-- EXERCISE AIM --
Show each line of the entries below that contains the word "emblem", copied in full. Case counts.

━━━ RECORD LIST ━━━

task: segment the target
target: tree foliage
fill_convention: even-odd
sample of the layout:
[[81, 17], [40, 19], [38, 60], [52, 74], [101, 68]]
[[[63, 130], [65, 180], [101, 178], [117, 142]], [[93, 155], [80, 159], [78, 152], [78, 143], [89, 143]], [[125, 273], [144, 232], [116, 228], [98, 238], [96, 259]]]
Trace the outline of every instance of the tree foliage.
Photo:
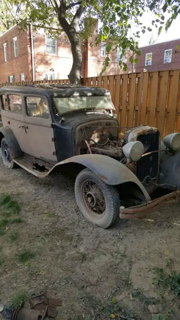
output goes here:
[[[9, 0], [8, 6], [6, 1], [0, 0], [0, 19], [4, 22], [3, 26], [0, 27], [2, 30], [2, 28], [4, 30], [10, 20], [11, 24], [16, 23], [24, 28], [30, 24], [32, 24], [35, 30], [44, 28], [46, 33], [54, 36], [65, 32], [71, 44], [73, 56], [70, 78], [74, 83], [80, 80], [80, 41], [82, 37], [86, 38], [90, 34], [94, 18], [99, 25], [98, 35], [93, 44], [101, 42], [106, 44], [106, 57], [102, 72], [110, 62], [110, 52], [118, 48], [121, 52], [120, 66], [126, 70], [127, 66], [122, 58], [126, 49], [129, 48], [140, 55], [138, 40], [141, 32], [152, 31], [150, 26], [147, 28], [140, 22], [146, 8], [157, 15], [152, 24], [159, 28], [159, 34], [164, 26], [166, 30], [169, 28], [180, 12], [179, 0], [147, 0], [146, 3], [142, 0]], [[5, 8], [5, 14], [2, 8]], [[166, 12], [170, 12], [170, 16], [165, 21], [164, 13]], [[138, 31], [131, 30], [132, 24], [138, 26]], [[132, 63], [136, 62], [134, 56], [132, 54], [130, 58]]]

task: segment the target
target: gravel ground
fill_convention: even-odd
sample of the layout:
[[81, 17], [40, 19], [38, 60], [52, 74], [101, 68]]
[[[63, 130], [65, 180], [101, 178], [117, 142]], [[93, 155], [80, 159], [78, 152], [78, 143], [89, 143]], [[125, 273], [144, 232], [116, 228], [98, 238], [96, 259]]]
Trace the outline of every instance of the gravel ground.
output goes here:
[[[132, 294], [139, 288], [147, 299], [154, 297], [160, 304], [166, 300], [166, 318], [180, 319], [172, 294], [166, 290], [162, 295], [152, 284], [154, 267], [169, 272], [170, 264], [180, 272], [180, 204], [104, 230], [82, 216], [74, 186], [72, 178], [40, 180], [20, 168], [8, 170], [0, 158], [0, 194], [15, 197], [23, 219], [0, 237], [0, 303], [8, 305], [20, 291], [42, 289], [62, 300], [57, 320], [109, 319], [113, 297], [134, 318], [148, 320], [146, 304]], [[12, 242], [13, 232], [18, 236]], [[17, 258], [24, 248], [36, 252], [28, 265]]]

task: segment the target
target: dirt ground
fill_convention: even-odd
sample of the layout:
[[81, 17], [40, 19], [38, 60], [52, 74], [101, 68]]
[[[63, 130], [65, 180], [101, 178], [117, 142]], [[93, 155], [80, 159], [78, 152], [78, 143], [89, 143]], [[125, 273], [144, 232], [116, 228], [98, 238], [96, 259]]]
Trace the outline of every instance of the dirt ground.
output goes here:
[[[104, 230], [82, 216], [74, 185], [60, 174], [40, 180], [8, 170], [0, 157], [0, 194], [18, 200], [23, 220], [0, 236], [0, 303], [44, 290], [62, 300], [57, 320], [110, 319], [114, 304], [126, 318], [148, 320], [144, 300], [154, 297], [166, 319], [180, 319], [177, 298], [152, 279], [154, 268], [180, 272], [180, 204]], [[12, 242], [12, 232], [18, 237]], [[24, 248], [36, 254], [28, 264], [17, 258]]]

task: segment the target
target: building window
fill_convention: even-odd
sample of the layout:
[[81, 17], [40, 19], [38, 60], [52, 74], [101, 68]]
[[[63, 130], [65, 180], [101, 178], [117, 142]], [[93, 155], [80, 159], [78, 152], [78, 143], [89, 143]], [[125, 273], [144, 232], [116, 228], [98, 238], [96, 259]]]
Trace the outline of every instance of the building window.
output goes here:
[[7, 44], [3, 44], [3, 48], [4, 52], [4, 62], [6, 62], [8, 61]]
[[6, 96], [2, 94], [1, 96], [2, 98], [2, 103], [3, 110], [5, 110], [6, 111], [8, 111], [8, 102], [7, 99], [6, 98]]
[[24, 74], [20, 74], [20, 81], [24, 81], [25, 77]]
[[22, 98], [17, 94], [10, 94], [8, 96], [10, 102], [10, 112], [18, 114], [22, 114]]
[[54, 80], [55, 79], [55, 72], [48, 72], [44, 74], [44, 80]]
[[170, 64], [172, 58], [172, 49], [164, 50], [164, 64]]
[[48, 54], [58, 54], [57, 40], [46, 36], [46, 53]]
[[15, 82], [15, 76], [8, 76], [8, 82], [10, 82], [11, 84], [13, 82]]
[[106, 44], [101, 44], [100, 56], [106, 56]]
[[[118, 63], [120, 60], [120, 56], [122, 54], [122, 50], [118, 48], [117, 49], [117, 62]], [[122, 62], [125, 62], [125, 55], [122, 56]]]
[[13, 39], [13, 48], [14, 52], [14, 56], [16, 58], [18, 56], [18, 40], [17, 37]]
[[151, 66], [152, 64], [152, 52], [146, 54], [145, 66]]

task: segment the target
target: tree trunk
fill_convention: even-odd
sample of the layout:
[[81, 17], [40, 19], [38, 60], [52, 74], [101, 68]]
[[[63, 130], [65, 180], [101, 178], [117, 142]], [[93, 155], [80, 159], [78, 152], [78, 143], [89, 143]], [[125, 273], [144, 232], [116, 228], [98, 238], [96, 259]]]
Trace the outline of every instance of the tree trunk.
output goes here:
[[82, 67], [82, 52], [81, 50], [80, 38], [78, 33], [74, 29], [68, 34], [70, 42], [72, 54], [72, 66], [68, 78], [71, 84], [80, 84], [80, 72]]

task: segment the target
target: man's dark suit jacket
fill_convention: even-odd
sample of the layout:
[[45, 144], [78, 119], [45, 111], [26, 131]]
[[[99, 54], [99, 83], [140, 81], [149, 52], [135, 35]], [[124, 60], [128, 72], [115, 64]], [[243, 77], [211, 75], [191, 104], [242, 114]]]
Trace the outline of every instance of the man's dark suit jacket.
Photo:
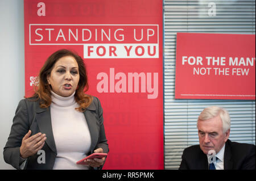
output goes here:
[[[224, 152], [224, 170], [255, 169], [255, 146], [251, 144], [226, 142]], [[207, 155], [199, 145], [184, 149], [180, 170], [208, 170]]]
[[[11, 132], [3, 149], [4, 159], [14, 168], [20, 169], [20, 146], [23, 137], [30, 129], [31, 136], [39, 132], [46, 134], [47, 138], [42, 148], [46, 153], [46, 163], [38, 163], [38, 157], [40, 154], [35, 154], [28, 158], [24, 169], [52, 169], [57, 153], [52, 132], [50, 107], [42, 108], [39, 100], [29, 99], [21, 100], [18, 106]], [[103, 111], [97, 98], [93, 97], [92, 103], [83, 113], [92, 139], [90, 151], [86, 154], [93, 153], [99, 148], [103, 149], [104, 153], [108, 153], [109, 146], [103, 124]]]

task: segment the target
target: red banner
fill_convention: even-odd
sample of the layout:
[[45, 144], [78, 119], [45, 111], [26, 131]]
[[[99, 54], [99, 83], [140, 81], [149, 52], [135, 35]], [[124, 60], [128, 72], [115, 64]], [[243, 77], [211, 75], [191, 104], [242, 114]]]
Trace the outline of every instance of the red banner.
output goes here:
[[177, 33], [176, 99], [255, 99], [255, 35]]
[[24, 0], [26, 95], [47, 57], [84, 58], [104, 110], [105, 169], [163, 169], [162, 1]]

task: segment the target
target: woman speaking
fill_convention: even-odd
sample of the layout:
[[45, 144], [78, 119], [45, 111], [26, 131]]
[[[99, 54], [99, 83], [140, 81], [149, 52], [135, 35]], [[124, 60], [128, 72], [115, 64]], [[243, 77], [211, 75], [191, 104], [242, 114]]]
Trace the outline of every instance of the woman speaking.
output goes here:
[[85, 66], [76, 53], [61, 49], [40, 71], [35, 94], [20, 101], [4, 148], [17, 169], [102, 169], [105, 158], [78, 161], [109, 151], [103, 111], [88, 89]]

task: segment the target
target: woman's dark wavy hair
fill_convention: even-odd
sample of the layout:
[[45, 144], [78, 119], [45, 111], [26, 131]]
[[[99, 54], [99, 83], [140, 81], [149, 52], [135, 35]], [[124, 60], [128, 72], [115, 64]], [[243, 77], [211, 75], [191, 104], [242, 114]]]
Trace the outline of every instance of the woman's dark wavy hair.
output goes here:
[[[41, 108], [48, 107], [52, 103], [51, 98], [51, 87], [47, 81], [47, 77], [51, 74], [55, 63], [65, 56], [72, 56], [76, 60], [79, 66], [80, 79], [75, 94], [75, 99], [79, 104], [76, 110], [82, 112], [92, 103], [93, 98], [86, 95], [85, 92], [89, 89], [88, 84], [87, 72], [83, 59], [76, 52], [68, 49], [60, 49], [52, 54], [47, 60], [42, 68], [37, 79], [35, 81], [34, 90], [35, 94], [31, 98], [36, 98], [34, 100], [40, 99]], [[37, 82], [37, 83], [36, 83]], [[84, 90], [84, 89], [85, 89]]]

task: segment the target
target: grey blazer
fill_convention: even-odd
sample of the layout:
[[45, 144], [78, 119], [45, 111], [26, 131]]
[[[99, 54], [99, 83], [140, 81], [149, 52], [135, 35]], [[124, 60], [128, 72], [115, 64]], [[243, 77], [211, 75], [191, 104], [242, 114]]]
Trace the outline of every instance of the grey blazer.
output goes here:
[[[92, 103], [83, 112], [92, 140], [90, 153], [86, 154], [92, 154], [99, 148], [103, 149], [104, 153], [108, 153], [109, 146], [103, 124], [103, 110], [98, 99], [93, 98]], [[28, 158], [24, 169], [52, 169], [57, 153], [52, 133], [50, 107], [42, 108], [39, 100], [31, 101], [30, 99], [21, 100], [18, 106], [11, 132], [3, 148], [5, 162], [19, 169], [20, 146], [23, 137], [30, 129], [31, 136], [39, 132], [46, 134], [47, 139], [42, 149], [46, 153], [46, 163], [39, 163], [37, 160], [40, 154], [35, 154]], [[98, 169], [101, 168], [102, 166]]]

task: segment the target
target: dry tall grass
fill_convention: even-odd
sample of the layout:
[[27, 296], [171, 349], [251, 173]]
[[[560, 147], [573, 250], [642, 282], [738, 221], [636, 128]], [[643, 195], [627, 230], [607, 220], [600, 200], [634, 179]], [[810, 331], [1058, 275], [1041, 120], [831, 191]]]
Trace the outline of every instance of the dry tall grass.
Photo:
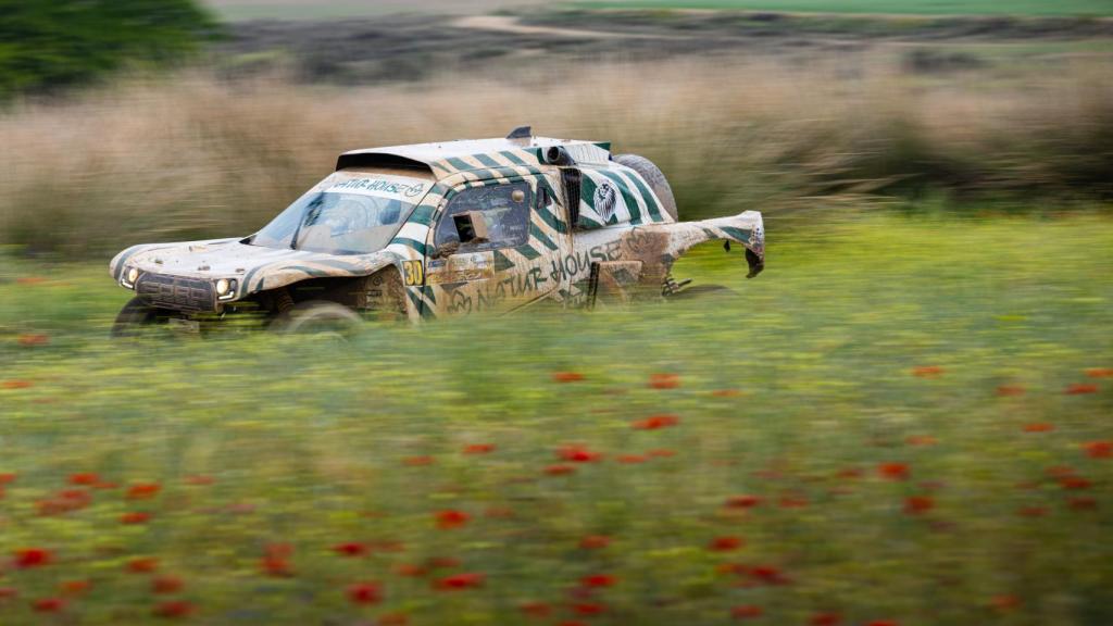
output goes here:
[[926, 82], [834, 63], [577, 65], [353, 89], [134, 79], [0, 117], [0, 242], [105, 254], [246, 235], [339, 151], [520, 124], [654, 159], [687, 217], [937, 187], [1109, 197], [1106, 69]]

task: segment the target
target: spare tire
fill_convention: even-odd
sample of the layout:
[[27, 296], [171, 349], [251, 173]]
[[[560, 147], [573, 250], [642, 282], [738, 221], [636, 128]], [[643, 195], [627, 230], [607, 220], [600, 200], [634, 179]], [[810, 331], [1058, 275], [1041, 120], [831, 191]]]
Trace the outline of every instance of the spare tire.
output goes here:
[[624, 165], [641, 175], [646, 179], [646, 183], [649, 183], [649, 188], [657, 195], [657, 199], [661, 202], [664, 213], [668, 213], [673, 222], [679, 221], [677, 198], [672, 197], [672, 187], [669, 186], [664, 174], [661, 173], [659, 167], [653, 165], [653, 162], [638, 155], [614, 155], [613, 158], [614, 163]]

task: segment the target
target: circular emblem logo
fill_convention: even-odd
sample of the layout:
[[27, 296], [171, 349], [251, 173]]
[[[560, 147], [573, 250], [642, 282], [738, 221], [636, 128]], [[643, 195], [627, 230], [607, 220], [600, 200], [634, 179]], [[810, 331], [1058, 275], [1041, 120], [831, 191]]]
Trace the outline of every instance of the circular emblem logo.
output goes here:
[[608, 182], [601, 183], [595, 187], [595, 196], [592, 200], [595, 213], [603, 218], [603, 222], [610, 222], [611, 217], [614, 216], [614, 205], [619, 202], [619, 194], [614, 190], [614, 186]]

━━━

-- WRITTEN SOLUTION --
target: circular emblem logo
Trace the outline of every instance of the circular emblem logo.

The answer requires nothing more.